[EXERCISE]:
Write out, without any change, the lines in the material below that run from the line with "Indicate one point per instance of the bird in" through the line with "Indicate one point per instance of the grey", both included.

[MATERIAL FOR THE TASK]:
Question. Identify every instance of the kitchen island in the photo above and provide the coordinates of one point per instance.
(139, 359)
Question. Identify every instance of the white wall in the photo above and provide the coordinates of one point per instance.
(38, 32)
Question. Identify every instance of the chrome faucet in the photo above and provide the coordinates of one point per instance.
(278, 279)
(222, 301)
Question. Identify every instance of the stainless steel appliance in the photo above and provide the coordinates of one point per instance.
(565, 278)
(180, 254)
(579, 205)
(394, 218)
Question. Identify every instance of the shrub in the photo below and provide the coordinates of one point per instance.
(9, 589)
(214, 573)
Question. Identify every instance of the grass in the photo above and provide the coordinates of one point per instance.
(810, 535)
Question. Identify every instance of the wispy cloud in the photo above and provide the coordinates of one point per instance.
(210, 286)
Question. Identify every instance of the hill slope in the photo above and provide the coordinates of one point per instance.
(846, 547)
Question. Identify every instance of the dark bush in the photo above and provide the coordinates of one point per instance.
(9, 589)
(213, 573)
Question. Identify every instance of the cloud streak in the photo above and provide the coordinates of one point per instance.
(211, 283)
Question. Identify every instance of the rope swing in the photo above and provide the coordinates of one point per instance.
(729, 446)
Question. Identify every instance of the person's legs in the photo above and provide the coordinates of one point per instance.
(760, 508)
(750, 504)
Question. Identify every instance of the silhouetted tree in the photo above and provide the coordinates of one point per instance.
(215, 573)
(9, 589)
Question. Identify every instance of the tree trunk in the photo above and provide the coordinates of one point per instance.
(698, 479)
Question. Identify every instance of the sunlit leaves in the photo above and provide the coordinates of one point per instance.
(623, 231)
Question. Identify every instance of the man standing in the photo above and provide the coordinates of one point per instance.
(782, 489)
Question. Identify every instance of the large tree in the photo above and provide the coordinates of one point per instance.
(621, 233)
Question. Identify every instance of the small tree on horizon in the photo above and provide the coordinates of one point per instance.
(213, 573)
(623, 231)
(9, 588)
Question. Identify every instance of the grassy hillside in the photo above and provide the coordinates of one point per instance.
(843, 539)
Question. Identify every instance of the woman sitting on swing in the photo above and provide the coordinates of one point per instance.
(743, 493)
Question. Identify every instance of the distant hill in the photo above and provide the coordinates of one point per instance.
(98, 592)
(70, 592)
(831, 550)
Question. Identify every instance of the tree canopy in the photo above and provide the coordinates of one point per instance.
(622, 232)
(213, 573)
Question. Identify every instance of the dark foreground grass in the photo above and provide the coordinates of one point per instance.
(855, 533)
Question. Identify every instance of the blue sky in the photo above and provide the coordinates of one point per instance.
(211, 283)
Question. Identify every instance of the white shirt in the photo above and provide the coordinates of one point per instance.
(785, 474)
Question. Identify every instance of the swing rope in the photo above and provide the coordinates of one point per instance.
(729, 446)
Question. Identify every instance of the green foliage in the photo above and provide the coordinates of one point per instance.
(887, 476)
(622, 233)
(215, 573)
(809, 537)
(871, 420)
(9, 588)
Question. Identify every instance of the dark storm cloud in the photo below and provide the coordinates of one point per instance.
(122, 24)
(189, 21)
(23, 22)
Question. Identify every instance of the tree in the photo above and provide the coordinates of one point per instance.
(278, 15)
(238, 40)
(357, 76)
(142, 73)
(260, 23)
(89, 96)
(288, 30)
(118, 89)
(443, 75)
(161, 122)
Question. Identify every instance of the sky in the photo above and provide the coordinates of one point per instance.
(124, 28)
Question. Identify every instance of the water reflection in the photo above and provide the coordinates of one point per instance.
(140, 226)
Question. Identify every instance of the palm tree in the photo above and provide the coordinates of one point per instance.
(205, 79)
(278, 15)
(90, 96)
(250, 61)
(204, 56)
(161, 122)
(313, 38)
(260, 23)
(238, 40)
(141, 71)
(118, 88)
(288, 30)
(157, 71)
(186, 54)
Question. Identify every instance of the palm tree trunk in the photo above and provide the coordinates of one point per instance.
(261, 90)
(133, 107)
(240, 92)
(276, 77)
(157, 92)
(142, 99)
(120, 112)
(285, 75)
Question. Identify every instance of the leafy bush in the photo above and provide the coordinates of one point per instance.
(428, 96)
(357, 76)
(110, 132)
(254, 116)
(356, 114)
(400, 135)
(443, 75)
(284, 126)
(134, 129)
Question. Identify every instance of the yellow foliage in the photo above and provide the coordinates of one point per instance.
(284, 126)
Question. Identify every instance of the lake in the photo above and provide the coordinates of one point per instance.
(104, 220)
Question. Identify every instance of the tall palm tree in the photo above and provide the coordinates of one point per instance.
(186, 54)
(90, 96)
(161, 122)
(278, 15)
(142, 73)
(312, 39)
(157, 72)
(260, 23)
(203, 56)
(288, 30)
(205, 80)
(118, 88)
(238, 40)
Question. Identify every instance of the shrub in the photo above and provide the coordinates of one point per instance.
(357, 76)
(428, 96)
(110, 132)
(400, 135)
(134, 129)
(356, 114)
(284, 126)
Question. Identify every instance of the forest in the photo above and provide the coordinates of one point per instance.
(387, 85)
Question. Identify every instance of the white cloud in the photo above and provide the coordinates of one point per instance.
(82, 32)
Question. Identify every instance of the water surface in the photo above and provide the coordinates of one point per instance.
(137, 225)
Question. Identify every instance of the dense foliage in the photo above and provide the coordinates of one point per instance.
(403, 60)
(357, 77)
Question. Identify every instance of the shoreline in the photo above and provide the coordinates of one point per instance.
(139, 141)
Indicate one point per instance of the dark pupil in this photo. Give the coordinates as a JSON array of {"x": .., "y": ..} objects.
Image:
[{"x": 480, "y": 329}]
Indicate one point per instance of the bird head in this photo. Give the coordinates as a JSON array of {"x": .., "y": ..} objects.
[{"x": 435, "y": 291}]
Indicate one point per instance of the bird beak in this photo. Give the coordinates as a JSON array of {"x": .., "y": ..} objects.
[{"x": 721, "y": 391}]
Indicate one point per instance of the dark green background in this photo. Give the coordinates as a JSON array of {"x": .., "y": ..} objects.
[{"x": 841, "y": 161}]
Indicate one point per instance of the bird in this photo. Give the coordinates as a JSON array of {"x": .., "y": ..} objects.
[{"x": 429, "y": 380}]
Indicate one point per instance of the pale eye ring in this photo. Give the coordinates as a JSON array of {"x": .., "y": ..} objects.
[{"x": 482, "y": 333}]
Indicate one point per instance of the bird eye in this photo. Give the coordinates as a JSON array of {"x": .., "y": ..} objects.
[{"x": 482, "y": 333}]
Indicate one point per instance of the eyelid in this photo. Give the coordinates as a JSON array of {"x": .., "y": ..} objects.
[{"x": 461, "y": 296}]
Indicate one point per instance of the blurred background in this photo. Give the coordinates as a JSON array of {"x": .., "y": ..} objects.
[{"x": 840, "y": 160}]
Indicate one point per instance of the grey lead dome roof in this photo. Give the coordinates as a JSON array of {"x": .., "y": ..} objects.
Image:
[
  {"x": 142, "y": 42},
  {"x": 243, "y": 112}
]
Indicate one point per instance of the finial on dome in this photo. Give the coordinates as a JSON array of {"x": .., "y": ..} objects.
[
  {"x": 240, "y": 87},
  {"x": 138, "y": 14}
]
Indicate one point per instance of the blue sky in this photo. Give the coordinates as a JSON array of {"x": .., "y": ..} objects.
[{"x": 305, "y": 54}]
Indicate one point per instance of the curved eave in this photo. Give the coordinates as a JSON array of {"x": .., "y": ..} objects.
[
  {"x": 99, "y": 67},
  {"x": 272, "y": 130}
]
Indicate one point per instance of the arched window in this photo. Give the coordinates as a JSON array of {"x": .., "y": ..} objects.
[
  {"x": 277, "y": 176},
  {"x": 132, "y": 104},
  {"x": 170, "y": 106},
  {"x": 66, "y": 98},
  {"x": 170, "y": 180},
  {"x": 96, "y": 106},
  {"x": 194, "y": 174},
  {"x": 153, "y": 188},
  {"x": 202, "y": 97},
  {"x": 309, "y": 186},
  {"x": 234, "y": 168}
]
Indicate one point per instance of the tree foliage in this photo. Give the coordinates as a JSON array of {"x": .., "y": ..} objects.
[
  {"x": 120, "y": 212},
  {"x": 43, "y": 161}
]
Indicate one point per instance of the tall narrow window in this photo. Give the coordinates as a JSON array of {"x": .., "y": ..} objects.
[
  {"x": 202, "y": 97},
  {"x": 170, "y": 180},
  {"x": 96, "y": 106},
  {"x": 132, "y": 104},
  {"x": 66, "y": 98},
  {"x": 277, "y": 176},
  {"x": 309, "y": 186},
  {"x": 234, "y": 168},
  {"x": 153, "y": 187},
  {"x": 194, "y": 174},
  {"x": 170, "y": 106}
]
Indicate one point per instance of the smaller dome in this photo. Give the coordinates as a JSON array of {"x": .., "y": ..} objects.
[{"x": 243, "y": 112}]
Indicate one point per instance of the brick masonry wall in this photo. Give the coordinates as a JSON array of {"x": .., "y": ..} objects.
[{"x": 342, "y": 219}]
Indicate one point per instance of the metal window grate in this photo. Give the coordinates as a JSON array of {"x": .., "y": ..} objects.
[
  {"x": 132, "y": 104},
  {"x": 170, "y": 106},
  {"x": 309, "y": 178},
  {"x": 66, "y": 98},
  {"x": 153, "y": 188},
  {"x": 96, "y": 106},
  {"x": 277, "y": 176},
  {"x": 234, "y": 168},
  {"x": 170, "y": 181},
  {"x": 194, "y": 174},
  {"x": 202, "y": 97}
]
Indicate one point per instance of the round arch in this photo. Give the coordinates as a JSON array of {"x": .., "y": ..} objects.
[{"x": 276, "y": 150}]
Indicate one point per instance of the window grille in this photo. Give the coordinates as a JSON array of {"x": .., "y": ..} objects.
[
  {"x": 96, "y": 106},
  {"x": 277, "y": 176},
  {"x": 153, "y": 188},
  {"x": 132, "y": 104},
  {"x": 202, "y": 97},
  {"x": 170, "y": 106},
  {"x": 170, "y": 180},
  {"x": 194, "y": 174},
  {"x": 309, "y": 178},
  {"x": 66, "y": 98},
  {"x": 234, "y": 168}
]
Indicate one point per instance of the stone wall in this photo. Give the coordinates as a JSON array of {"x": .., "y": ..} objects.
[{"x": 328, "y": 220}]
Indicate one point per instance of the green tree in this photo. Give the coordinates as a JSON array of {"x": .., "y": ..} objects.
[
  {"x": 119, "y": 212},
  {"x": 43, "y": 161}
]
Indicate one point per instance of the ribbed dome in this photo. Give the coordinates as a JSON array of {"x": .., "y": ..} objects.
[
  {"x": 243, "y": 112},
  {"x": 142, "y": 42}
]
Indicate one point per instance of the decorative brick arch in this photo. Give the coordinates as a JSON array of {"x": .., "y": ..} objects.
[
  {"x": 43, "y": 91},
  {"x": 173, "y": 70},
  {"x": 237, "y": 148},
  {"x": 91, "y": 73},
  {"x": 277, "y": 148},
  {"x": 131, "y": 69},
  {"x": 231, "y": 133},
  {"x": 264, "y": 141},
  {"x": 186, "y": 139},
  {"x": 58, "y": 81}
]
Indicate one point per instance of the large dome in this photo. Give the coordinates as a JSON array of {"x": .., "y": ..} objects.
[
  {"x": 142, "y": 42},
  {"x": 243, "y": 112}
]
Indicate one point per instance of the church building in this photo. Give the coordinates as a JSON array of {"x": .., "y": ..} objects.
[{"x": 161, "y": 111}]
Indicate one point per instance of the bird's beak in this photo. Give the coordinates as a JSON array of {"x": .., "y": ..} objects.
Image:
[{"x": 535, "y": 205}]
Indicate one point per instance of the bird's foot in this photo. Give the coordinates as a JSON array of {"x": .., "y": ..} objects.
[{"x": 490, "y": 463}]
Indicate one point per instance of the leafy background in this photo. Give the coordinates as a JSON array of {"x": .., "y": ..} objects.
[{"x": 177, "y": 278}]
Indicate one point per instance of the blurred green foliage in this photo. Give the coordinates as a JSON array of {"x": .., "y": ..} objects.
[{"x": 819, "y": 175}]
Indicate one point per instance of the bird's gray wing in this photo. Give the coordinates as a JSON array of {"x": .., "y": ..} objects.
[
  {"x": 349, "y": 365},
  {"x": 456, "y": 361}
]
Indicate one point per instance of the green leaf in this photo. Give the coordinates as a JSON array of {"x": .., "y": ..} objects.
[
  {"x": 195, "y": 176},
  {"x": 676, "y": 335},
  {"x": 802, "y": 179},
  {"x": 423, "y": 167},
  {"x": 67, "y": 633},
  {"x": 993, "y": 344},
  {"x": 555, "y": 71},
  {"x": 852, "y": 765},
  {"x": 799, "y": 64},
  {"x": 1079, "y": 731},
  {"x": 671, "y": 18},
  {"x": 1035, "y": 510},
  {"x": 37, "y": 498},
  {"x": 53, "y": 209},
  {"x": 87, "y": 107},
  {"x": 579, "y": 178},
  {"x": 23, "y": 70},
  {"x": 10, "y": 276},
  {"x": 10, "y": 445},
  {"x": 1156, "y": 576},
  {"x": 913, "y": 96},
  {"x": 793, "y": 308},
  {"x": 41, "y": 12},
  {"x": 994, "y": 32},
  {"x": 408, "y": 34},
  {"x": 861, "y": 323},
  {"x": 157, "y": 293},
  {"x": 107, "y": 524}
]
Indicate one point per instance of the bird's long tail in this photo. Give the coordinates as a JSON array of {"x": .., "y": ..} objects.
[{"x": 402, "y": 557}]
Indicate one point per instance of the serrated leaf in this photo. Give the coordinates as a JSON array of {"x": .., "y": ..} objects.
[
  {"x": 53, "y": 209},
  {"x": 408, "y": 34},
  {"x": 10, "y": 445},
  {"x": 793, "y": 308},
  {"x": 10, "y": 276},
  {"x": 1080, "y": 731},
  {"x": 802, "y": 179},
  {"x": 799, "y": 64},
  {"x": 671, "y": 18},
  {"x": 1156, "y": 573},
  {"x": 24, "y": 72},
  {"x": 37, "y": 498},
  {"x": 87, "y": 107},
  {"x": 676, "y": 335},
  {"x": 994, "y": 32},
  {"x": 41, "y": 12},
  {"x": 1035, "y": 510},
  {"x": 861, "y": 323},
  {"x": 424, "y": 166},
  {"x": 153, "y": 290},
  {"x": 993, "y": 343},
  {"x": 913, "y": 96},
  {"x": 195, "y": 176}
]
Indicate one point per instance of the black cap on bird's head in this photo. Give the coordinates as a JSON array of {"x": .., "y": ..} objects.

[RESULT]:
Indicate one point per instance of the bird in this photo. Give the coordinates as a JSON array of {"x": .., "y": ..} objects.
[{"x": 429, "y": 380}]
Indicate one point per instance of the pale eye ring in this photo. Give the coordinates as a JSON array of {"x": .., "y": ..} objects.
[{"x": 482, "y": 333}]
Indicate one point per instance of the bird eye in this photo. Give the coordinates as a JSON array of {"x": .., "y": ..} objects.
[{"x": 482, "y": 333}]
Indicate one point per instance of the eyelid in this photo. Give the coordinates as a JSON array of {"x": .., "y": ..} objects.
[{"x": 461, "y": 296}]
Indicate one point per instance of the blurred background in this photo. Give the coordinates as a JSON array of {"x": .., "y": ..} objects.
[{"x": 840, "y": 160}]
Indicate one point per instance of the grey lead dome roof in this photo. Give the coordinates as a JSON array of {"x": .., "y": ..} objects.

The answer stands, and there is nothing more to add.